[Recorded data]
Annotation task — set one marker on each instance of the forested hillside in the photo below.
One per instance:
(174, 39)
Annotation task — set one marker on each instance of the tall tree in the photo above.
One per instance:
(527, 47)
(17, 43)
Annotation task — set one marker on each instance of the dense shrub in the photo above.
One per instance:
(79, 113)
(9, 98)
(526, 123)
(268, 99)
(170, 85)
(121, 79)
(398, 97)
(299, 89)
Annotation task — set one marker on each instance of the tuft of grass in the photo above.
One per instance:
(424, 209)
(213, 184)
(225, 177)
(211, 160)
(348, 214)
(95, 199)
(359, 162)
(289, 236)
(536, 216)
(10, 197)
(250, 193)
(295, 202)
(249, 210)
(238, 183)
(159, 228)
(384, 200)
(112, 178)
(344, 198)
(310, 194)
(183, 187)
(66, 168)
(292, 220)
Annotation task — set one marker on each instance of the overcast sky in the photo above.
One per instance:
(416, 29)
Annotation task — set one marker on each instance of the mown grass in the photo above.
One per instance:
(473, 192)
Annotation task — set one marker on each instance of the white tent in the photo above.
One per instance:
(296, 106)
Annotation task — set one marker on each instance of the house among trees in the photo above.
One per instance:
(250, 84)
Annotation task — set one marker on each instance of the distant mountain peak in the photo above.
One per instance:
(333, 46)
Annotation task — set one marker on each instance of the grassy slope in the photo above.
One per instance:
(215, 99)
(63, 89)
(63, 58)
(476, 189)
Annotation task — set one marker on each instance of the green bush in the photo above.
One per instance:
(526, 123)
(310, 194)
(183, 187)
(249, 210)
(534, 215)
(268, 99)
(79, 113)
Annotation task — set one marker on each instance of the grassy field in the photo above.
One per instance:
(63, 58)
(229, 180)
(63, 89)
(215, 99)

Task prompt: Whenever a line above holds the word "Annotation", include it in your count, and report nothing but that count.

Answer to this exercise: 12